All records should be written out again exactly.

════

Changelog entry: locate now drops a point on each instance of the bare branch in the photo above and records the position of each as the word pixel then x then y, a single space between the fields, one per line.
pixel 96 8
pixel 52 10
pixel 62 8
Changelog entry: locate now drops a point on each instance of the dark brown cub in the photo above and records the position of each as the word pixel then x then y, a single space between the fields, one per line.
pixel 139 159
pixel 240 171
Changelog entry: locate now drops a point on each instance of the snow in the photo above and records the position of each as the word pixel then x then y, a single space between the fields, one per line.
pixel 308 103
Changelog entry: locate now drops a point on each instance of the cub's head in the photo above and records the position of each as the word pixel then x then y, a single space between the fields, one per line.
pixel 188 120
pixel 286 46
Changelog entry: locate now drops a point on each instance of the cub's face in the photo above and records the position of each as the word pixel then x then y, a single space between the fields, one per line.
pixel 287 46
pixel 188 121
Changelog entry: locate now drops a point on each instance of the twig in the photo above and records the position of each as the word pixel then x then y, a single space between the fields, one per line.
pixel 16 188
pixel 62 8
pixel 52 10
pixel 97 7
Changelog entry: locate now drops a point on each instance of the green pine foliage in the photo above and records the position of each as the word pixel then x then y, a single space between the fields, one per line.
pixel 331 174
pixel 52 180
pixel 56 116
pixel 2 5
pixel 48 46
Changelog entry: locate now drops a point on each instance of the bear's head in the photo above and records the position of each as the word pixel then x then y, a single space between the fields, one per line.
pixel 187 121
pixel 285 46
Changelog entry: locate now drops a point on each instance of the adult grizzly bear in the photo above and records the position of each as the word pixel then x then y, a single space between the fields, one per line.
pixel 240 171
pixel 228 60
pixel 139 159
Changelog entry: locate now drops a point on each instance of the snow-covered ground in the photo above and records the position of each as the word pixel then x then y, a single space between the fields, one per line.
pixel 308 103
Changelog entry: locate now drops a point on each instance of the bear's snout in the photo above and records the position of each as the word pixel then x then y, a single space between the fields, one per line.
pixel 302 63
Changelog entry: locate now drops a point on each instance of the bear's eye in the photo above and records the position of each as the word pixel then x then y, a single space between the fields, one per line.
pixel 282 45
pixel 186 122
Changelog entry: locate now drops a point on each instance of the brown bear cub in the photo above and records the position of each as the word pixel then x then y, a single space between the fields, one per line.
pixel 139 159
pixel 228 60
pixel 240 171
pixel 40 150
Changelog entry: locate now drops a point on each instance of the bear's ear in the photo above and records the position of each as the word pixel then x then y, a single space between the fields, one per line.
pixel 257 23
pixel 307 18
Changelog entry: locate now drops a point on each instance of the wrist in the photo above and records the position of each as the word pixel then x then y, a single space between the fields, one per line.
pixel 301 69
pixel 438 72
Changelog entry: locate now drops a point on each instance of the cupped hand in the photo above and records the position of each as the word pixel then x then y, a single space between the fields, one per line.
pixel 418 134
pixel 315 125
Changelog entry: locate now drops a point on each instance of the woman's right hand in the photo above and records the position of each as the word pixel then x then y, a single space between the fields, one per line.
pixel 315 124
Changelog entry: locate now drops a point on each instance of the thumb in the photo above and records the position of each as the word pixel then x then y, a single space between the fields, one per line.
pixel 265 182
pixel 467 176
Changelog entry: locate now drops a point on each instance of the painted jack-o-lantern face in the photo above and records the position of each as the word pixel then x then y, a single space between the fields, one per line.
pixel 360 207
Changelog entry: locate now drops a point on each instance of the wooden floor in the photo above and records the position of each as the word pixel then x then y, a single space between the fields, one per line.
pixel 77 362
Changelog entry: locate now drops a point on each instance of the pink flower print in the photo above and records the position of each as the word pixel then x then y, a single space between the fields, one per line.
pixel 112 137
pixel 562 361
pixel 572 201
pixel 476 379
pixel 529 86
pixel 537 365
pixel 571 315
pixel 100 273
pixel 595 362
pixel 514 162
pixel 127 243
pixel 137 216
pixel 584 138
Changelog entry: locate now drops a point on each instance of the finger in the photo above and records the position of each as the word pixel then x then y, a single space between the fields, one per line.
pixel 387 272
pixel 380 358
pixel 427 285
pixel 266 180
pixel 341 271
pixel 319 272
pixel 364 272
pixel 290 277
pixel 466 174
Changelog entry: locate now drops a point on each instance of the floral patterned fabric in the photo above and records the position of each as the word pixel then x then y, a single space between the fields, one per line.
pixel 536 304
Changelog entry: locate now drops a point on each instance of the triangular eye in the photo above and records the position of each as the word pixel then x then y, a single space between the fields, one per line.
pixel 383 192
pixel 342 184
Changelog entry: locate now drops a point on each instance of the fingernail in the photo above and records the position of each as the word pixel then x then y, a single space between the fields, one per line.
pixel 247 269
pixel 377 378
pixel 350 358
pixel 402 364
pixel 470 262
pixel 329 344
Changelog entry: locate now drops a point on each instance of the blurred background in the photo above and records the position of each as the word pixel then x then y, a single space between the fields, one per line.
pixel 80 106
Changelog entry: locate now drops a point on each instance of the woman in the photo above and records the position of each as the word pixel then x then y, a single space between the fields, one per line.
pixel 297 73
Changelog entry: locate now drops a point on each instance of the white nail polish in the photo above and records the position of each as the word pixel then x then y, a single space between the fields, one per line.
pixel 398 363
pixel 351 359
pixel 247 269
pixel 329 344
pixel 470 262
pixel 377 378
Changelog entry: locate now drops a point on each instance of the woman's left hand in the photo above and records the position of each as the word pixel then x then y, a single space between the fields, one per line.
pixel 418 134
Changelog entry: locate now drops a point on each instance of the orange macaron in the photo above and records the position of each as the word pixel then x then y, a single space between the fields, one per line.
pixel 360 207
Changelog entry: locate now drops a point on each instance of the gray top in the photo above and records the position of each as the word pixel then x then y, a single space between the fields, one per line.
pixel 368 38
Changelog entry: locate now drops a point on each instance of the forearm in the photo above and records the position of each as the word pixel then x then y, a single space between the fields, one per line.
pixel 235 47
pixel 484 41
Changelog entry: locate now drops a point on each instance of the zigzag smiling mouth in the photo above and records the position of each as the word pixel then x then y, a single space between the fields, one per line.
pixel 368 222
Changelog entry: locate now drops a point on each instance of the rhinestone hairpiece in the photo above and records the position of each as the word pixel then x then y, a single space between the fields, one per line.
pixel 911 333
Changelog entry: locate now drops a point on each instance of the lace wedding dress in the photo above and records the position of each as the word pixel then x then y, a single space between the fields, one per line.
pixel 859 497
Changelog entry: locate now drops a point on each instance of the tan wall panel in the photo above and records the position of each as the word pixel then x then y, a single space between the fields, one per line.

════

Solution to this problem
Changelog entry: locate now drops a point on each instance of the bare branch in the photo above and records the position of each as the word pixel then x then y, a single space between the fields, one per line.
pixel 96 8
pixel 52 10
pixel 62 8
Changelog entry: locate now drops a point on each instance of the dark brown cub in the photo above and records the position of each as the word pixel then x then y, a single space between the fields, one per line.
pixel 139 159
pixel 240 171
Changelog entry: locate now drops a point on each instance of the snow in the photo above and records the position of each as the word pixel then x then y, a single space between the fields, one per line.
pixel 308 103
Changelog entry: locate now drops a point on each instance of the cub's head in the photo above and records the position of each as the word pixel then x then y, a single space between the fields, one per line.
pixel 188 120
pixel 286 46
Changelog entry: locate now drops a point on each instance of the cub's face in the photo above and records the position of each as the word pixel then x then y, a single space between the fields, one per line.
pixel 287 46
pixel 188 121
Changelog entry: locate now drops a point on each instance of the twig in the photo above and records the position of each as the word pixel then x then y, a single space between the fields, one per line.
pixel 16 188
pixel 62 8
pixel 52 10
pixel 97 7
Changelog entry: locate now drops a point on each instance of the green pine foliage in the photo above and records the position of each as the word pixel then x then y, a single space between the fields, one per line.
pixel 331 174
pixel 52 180
pixel 56 116
pixel 2 5
pixel 48 46
Changelog entry: locate now drops a point on each instance of the bear's head in the photo above and records the position of each as the word pixel then x then y, a single space between the fields, one per line.
pixel 187 121
pixel 285 46
Changelog entry: locate now drops a point on each instance of the adult grizzly bear in the photo above and records the position of each as the word pixel then x then y, a single space between the fields, one per line.
pixel 240 171
pixel 228 60
pixel 139 159
Changelog entry: locate now drops a point on each instance of the snow-covered ground in the photo above and records the position of each as the word pixel then x then y, a single space between the fields, one per line.
pixel 308 103
Changelog entry: locate now drops a point on each instance of the bear's snout in the photo above and records the position of each as the word pixel then x then y, a single space between the fields, one per line.
pixel 302 63
Changelog entry: locate now drops a point on each instance of the bear's eye in the photo above and records the position of each as the word pixel then x then y, a single space between the fields, one per line.
pixel 282 45
pixel 186 122
Changelog entry: locate now drops a point on each instance of the brown bear cub in the photo above and records the position of each as the word pixel then x then y, a single space between the fields, one per line.
pixel 139 159
pixel 228 60
pixel 240 171
pixel 40 150
Changelog entry: locate now drops a point on each instance of the bear's ear in the photo above and records the position of each as the word pixel then x then y, a single space between the fields, one per line.
pixel 257 23
pixel 307 18
Changelog entry: locate now drops a point on each instance of the wrist in the photo above and records the position of each as the word pixel then x then y, a single space between the fields, one per line.
pixel 301 69
pixel 438 72
Changelog entry: locate now drops a point on each instance of the cupped hand in the photo above and records the position of each as the word pixel then x then y, a single space between the fields, one per line.
pixel 418 134
pixel 315 125
Changelog entry: locate now drops a point on each instance of the woman's right hand in the photo above and records the position of each as the word pixel then x then y, a single space between the fields, one per line.
pixel 315 124
Changelog entry: locate now drops a point on each instance of the thumb in the photo above and records the position of each as the word pixel then x then y, a single space between the fields, one per line.
pixel 265 182
pixel 467 176
Changelog entry: locate now drops a point on each instance of the painted jack-o-lantern face in the photo above and records the position of each as the word pixel then x then y, a single space between the fields, one per line.
pixel 360 207
Changelog entry: locate now drops a point on each instance of the wooden floor in the photo above and records the position of each as the word pixel then x then y, a single space between the fields, one per line.
pixel 77 362
Changelog entry: locate now drops a point on each instance of the pink flower print in the photo above and records the position of each as the word pixel then x then y, a single space between the fields, one per line.
pixel 112 137
pixel 562 361
pixel 572 201
pixel 476 379
pixel 529 86
pixel 537 365
pixel 571 315
pixel 100 273
pixel 595 362
pixel 514 162
pixel 127 243
pixel 137 216
pixel 584 138
Changelog entry: locate now drops a point on each instance of the finger in the photo above and records the position of each as the word pixel then x then y, a single space between the fields, one per line.
pixel 387 272
pixel 380 358
pixel 427 285
pixel 266 180
pixel 341 271
pixel 319 272
pixel 364 272
pixel 290 277
pixel 466 174
Changelog entry: locate now drops a point on each instance of the floral patterned fabric in the photo above and records the position of each as the word pixel then x then y, a single space between the fields, one per line.
pixel 536 304
Changelog entry: locate now drops a point on each instance of the triangular eye in the photo above and records the position of each as the word pixel then x then y, a single space between the fields, one per line.
pixel 383 192
pixel 342 184
Changelog entry: locate now drops a point on each instance of the fingernail in the photo above and records the position of each as the word pixel then x then y, a single space between the fields, one per line.
pixel 247 269
pixel 377 378
pixel 350 358
pixel 402 364
pixel 470 262
pixel 329 344
Changelog entry: locate now drops a point on each instance of the blurred background in the photo above and records the position of each as the word pixel then x then y, a single space between the fields, one per line.
pixel 80 106
Changelog entry: locate now drops a point on each instance of the woman in the photo above and records the position of each as the word pixel then x then y, a single space between the fields, one per line.
pixel 297 73
Changelog entry: locate now drops a point on each instance of the white nail polish in the photo above and records the position of each as the word pixel then x then y, a single space between the fields, one per line.
pixel 398 363
pixel 351 359
pixel 247 269
pixel 329 344
pixel 470 262
pixel 377 378
Changelog entry: locate now drops a point on each instance of the woman's left hand in the photo above and records the position of each as the word pixel then x then y, a single space between the fields, one per line.
pixel 418 134
Changelog entry: locate now drops a point on each instance of the orange macaron in the photo above and records the position of each as the word pixel then x then y, a single space between the fields, one per line.
pixel 360 207
Changelog entry: locate now drops a point on each instance of the gray top in the photo above and records the position of each as the word pixel then x then y, a single space between the fields, one per line.
pixel 368 38
Changelog entry: locate now drops a point on each instance of the forearm in the photo above and records the position of each as the word pixel then x then y, a single space between the fields, one per line.
pixel 235 47
pixel 484 41
Changelog entry: locate now drops a point on each instance of the zigzag smiling mouth in the photo above and records the position of each as the word pixel then x then y, a single space between the fields, one per line.
pixel 368 222
Changelog entry: locate now drops a point on each instance of the rhinestone hairpiece in the photo above and records the position of each as the word pixel then x then y, a single space between the fields, one per line.
pixel 911 333
Changelog entry: locate now drops a point on each instance of the lace wedding dress in the photo above and records the position of each as the word pixel then x then y, a single space between the fields, one per line.
pixel 859 497
Changelog entry: locate now drops a point on each instance of the tan wall panel in the photo above and records the position of each as the word pixel then x then y, a single space between the fields, one per line.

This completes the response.